DIRECTIONS
Starting at the line that holds "Which element on screen is the steep", set down each line through the end of the listing, exactly as written and with nothing added.

DATASET ROWS
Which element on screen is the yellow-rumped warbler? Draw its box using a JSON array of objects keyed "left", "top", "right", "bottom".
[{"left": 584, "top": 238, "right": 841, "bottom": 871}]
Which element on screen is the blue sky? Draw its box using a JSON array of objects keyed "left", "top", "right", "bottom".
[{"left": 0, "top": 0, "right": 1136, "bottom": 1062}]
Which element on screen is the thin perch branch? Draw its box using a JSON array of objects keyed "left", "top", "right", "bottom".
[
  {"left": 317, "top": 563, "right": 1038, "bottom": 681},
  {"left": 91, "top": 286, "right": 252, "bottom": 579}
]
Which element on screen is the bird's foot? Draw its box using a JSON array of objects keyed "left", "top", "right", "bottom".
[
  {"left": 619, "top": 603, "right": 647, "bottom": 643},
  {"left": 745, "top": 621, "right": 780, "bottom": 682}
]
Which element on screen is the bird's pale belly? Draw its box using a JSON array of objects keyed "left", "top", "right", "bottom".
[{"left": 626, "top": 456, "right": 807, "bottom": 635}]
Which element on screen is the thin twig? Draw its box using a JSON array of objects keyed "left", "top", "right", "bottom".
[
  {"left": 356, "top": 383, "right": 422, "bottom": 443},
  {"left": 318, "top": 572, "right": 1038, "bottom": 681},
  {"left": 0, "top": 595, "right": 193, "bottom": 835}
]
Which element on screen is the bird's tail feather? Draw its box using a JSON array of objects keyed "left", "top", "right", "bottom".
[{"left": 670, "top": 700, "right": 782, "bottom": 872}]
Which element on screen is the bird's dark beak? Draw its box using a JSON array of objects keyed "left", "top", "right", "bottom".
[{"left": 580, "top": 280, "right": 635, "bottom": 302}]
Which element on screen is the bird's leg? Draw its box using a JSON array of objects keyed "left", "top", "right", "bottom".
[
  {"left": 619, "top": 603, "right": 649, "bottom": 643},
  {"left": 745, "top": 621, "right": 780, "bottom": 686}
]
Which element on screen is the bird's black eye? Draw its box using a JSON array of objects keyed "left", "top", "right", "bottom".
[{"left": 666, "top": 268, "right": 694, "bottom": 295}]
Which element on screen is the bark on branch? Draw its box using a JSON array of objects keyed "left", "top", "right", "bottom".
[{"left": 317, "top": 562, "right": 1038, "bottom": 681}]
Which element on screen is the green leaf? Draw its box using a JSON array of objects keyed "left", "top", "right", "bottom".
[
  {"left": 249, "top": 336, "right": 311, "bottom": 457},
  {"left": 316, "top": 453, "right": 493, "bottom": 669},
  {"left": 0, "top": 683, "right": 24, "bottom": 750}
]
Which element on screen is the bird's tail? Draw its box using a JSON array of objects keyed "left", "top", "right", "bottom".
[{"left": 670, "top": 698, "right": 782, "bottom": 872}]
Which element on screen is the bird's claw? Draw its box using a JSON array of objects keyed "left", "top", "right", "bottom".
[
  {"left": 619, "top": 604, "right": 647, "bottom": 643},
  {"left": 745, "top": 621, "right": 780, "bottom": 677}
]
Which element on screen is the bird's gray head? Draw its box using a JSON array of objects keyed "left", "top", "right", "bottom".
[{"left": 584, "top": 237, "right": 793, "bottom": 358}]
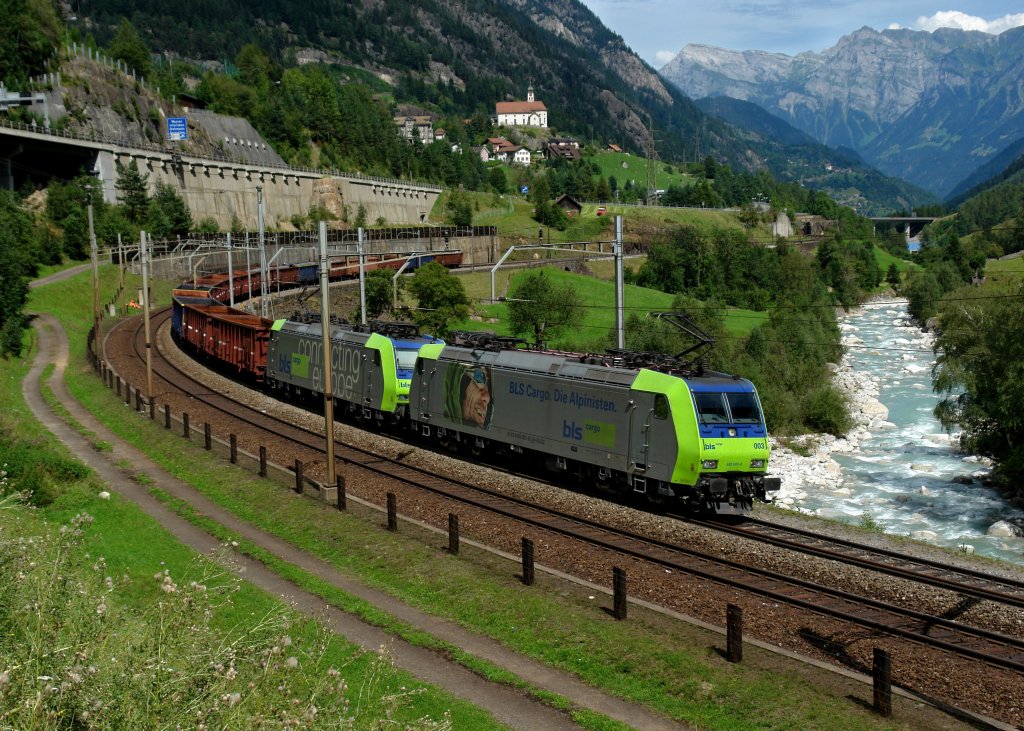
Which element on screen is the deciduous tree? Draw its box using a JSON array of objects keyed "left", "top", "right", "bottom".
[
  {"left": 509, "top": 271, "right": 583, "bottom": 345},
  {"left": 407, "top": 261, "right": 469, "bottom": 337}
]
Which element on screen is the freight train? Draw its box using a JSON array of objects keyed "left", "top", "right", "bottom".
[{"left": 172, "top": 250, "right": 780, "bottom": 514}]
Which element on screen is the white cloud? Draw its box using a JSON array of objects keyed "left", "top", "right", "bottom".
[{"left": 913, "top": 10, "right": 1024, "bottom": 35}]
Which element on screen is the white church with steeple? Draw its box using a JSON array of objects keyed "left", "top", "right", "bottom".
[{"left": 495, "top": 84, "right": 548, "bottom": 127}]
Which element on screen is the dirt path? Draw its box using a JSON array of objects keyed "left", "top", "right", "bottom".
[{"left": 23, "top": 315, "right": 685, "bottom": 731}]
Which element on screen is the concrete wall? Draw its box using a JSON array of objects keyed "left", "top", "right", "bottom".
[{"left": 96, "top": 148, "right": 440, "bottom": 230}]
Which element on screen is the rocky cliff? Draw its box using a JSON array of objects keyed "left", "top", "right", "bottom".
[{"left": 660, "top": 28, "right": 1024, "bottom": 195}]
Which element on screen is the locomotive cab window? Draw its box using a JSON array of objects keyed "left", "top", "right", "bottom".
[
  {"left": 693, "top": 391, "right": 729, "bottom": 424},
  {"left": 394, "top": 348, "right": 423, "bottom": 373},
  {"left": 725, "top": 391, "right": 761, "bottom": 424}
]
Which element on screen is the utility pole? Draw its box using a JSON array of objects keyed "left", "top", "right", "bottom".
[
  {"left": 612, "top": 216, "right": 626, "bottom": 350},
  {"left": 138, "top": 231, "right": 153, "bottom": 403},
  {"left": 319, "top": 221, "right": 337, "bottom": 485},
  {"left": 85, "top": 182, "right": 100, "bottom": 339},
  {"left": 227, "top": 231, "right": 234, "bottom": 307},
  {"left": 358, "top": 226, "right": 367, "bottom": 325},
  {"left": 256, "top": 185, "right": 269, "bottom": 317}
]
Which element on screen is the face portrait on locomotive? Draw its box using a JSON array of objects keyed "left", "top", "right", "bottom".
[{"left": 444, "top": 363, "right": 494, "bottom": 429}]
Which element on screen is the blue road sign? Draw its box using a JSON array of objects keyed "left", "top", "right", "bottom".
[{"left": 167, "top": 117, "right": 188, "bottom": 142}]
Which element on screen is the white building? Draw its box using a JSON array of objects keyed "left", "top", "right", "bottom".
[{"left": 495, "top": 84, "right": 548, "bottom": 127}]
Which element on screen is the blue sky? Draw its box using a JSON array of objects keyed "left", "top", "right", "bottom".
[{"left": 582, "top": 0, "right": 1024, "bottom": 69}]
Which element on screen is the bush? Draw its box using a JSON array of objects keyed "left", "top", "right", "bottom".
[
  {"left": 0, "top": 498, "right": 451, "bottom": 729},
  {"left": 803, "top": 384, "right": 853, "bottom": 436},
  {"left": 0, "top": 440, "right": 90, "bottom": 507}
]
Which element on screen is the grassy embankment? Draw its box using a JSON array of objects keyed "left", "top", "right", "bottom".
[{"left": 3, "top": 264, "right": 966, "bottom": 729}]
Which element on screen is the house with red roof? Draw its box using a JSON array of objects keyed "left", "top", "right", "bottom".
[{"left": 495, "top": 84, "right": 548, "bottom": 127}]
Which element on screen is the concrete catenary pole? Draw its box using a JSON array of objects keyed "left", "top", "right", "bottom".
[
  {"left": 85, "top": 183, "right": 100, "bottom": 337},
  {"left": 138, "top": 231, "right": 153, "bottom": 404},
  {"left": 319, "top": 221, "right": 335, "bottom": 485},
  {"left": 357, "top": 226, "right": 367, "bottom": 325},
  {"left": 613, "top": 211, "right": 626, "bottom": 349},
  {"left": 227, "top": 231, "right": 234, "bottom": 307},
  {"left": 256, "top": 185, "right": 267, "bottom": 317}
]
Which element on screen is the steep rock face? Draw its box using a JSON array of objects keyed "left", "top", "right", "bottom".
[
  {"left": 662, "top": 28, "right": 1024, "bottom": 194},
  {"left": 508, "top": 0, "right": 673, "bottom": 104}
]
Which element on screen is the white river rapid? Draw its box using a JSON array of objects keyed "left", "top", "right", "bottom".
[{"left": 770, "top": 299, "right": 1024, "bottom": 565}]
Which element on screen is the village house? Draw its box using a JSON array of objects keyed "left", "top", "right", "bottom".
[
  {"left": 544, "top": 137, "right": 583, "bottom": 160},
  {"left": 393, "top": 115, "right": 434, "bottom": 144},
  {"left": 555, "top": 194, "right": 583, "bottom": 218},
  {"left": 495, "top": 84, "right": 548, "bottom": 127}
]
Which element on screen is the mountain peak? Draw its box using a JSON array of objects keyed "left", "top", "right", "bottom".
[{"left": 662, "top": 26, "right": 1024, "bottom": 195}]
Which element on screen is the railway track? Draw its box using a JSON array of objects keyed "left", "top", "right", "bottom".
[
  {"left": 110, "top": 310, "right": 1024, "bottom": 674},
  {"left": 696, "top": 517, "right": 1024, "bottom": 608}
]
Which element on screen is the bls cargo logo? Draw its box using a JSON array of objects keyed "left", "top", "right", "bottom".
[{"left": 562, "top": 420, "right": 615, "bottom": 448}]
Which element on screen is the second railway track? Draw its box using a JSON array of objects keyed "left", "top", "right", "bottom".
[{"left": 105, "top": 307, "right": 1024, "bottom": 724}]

EXPECTED OUTPUT
Which element on screen is the steep rock face? Draw its box using a JSON array of objects keyed "left", "top", "right", "bottom".
[
  {"left": 662, "top": 28, "right": 1024, "bottom": 194},
  {"left": 508, "top": 0, "right": 673, "bottom": 104}
]
Which element on screen is the white river rapid? Draw its box using a JSON array of objects keyed "left", "top", "right", "bottom".
[{"left": 770, "top": 299, "right": 1024, "bottom": 565}]
Which element on screen is the village house? Draw its box using a JSON array of objects keyed "left", "top", "right", "bottom".
[
  {"left": 544, "top": 137, "right": 583, "bottom": 160},
  {"left": 393, "top": 115, "right": 434, "bottom": 144},
  {"left": 555, "top": 194, "right": 583, "bottom": 218},
  {"left": 495, "top": 84, "right": 548, "bottom": 127}
]
Which element on screen is the mountain peak? Draw its box using a JSON array of objects keyed "left", "top", "right", "bottom".
[{"left": 662, "top": 26, "right": 1024, "bottom": 195}]
Which element on screen is the railway track? Draw its box using a JSON array of objects keyed "left", "top", "right", "bottom".
[
  {"left": 110, "top": 310, "right": 1024, "bottom": 674},
  {"left": 696, "top": 517, "right": 1024, "bottom": 608}
]
Which element on screen is the bls cargo logo? Draw its box using a JSON array of objects keyed "left", "top", "right", "bottom".
[{"left": 562, "top": 420, "right": 615, "bottom": 448}]
Which element on screen is the second railway track? Draw its box using a JSON array of objects keyed "left", "top", "right", "bottom".
[{"left": 105, "top": 307, "right": 1024, "bottom": 724}]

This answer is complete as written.